+++ Provided records
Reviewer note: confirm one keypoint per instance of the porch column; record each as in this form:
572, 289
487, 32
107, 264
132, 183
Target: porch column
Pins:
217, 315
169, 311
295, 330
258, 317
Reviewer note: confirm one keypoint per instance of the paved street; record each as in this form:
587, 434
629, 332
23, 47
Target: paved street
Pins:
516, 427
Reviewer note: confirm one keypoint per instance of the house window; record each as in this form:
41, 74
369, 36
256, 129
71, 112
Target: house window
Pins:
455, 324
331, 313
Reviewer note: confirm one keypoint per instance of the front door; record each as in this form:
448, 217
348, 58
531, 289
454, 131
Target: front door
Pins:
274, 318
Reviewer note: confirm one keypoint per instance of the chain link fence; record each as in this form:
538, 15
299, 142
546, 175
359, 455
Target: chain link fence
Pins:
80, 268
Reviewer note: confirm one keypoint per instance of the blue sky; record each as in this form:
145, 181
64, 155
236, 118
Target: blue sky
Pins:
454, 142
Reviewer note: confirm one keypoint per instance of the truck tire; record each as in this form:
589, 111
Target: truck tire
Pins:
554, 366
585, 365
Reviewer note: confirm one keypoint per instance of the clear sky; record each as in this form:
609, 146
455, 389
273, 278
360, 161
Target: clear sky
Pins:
++++++
+++ Provided records
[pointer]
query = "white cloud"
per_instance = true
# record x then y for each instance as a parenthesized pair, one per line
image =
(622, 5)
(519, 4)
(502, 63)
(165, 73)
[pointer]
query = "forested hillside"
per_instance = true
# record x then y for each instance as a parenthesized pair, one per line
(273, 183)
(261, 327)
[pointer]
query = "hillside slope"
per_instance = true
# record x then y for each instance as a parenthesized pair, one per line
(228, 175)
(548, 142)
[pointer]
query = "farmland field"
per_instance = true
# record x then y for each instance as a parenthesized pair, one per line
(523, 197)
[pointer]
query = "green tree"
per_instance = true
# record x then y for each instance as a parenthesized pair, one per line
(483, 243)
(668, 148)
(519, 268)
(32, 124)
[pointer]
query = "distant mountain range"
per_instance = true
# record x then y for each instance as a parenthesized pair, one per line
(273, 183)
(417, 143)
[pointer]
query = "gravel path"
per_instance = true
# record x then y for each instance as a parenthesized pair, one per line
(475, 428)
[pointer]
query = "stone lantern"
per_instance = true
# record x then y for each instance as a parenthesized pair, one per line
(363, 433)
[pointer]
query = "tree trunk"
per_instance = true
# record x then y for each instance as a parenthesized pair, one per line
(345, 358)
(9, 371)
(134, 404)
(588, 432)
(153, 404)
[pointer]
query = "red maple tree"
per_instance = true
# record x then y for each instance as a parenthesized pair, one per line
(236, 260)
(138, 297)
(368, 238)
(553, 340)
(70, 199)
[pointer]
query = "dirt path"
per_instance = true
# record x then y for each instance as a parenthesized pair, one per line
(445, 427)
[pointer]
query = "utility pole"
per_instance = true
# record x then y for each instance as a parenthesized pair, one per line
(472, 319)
++++++
» Set problem: Collect every line of the records above that contains the string "query", treating uppercase and lowercase letters as different.

» Answer to the problem:
query = "white cloud"
query = "forested hillside"
query = "hillside slope"
query = "farmland field"
query = "green tree"
query = "distant mountain range"
query = "gravel path"
query = "stone lantern"
query = "tree trunk"
query = "red maple tree"
query = "dirt path"
query = "utility pole"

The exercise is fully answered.